Set down the records exactly as they stand, except for any pictures, which you should omit.

Stored dataset items:
=======
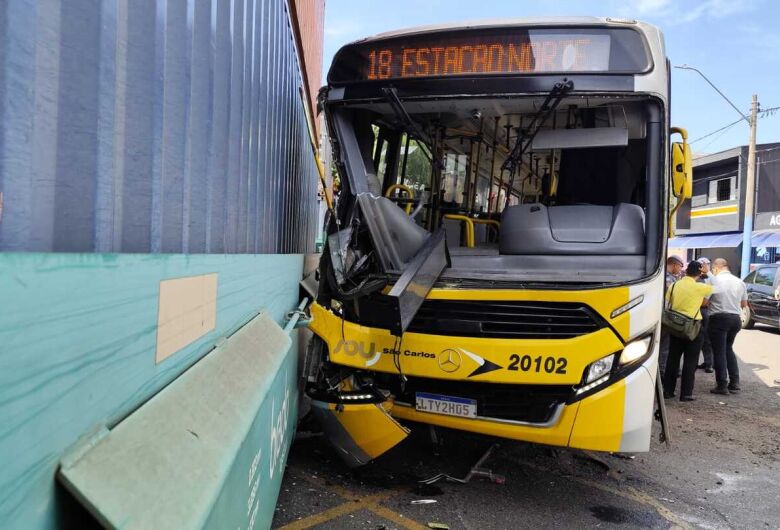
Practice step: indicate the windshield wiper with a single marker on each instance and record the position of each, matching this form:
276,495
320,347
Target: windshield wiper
412,126
551,102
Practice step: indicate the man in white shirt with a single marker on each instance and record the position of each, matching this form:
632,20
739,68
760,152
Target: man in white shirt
729,296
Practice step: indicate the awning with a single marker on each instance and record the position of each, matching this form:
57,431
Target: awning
765,238
717,240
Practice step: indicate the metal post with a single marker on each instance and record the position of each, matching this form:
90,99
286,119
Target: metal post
750,191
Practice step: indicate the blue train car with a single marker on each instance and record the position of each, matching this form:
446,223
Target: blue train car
158,195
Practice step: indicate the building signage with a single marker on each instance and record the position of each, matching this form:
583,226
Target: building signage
767,221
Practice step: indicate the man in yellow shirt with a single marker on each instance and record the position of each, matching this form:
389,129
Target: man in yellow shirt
686,296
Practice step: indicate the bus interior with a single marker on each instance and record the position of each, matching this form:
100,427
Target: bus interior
527,189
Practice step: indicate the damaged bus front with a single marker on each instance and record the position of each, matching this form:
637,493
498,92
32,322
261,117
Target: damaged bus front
493,260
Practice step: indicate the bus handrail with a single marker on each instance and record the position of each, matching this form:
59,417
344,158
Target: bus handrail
469,226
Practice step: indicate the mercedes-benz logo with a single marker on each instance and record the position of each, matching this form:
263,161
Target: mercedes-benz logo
449,360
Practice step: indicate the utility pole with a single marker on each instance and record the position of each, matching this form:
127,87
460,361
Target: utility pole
750,191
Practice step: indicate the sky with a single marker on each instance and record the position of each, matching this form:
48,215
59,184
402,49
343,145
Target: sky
735,43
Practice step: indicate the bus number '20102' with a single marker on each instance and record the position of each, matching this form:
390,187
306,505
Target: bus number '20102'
526,363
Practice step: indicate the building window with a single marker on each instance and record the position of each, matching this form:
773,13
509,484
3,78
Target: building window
722,190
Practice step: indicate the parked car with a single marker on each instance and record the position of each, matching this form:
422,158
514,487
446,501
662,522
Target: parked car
763,287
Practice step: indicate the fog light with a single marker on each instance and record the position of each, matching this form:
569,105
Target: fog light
635,350
628,306
599,368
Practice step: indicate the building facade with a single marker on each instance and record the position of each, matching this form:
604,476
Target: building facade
711,223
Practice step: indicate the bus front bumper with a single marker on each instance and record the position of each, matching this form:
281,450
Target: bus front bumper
618,418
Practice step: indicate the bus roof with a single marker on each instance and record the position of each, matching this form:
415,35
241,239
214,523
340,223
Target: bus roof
509,22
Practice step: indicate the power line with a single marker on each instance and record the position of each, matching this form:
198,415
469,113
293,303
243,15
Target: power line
761,114
732,124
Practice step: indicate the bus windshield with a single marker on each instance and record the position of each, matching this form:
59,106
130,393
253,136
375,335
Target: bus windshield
568,189
533,177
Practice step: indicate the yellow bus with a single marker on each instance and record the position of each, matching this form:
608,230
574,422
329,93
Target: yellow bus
494,257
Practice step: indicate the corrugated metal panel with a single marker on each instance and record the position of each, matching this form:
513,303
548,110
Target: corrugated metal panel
153,126
310,15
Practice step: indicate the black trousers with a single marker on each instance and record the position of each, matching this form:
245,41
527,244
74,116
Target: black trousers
689,351
723,329
706,344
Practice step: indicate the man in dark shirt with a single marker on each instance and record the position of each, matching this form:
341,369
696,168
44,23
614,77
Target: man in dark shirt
706,345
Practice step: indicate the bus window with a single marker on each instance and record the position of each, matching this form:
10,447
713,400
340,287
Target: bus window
416,168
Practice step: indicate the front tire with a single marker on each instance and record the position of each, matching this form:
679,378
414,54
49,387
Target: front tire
747,318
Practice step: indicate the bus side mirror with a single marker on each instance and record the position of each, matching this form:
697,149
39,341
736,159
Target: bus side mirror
682,166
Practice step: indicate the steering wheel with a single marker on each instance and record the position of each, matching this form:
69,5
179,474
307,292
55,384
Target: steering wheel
406,189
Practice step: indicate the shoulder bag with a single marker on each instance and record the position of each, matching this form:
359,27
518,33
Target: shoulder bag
677,324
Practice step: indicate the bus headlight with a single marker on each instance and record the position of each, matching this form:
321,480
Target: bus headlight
600,368
635,350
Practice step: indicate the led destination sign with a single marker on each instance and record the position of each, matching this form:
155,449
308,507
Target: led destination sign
508,51
554,54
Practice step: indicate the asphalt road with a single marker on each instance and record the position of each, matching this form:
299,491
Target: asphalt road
722,471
=======
> _Answer for the task_:
Practice step: indicate the windshield wiper with a single marker on each instance and record the position of each, matching this form:
276,495
320,347
Target: windshield wiper
412,126
551,102
Practice step: indicate the man in white shirt with a single marker on each instance and record the position of each, matching this form:
632,20
739,68
760,152
Target: man in white shirt
729,296
Practice step: indicate the awning with a single marker on each instance and record the position of each, matching this form:
57,431
Target: awning
765,238
717,240
Practice step: indicate the metal post with a single marker on each instance and record the position of each, matching this form:
90,99
286,119
Target: metal post
750,191
Practice step: indicate the blue train car with a single marker on each instance and record the position of each, matching this form:
446,223
Target: blue train car
158,195
Practice step: indicate the building signage with a single marker on each instance and record the position of each, matching this form:
583,226
Target: building signage
767,221
Practice step: indicate the man in yellow shirt with a single marker on each instance and record the position of each, matching this form:
389,129
Target: man in yellow shirt
686,296
Practice step: indicate the bus interior with a single marker on each instance and record the position of each, matching this form:
100,427
Target: bus interior
527,189
Practice step: indicate the damaged bus front with a single marker on each instance and record the position of each, matching this form:
637,493
498,92
32,322
261,117
Target: damaged bus front
493,260
Practice step: indicate the bus handrail with a single marker on each instance and record the position of each, matching this form:
59,417
344,158
Target: bus handrail
469,226
Practice step: indicate the mercedes-benz logo with a single marker on each instance and record the position of each, matching this form:
263,161
Target: mercedes-benz logo
449,360
Practice step: indicate the utility pole with a single marker on each instance and record the position of each, matching this form:
127,87
460,361
Target: utility pole
750,191
Practice step: indicate the sky with a single marker on each instance and record the position of each, matching this form:
48,215
59,184
402,49
343,145
Target: sky
735,43
Practice step: indicate the bus number '20102' with a single marker on each instance and record the position of each, matching this form:
390,187
306,505
Target: bus number '20102'
526,363
Practice step: indicate the building window with a single marker on each instance and record the position of each, matching this form:
773,13
509,484
3,78
Target: building window
722,190
Practice step: indicate the parked car with a single marker on each instance and record the position of each, matching this form:
422,158
514,487
446,501
662,522
Target: parked car
763,287
Practice step: indicate the fog light with a single marker on each instance and record the position of each, matching this form:
569,105
Target: fog light
635,350
628,306
599,368
Practice step: indicate the building facade with a single marker on each instance and record the position of each, matching this form:
604,476
Target: building facade
711,223
Practice step: indicate the bus front bumper with a single marker on each instance and record the position of each, matching this form:
281,450
Target: bus front bumper
618,418
Practice step: indicate the bus roof with a single marker on each instance and record the position of each, matching this form:
415,35
241,239
214,523
340,223
Target: bus roof
509,22
Practice step: indicate the power line with a single marker on each instance and record the position of each, matching this form:
198,415
469,113
293,303
243,15
Target: power line
761,114
732,124
Practice step: indicate the bus windshield with a single marker on each instance and record the position of each, matching this form:
59,106
130,393
253,136
375,335
Target: bus windshield
568,189
533,177
Practice step: indicate the yellow bus with a single marker on each instance and record the position of each, matching this form:
608,230
574,422
329,93
Target: yellow bus
494,257
Practice step: indicate the corrugated metal panel with a single marker on each instance and record the position of each, matching this form:
513,303
548,110
Target: corrugated metal panel
153,126
310,15
Practice step: indicate the black trousers with a single marker on each instance and record the position of each, matching this form:
245,41
527,244
74,116
Target: black trousers
689,351
723,329
706,344
Practice step: indicate the man in dark shirt with a single marker on each instance and record the position of each, matching this form:
341,369
696,168
44,23
614,77
Target: man in dark shirt
706,345
Practice step: indicate the bus window with a single marker on each instance and record the position of each, matching this form:
10,447
713,400
340,287
Target: bus window
416,168
Practice step: indicate the front tire with a single marker on each instance and record the position of each, matching this form:
679,378
414,54
49,387
Target: front tire
747,318
Practice step: indicate the bus side mirror with a single marker on each instance and record the position of each, matching this form:
697,149
39,341
736,159
Target: bus side mirror
682,166
Practice step: indicate the steering wheel with a single marker on each instance and record the position of each, matching this form:
69,5
179,474
307,292
55,384
Target: steering wheel
406,189
Practice step: indicate the shoulder bag with a single marker on each instance and record the position of each, matching this form:
359,27
518,33
Target: shoulder bag
677,324
Practice step: indicate the bus headlight with a single marker on each instance and record the position of each, matching this form:
321,480
Target: bus headlight
600,368
635,350
Practice step: indicate the led destination sign with a single marker on each instance and record the position of each, matching this form:
155,449
308,507
Target: led destination sign
508,51
554,54
Practice step: indicate the asphalt road with a single marker on each instance and record the position of each, matching this form:
299,491
Target: asphalt road
722,471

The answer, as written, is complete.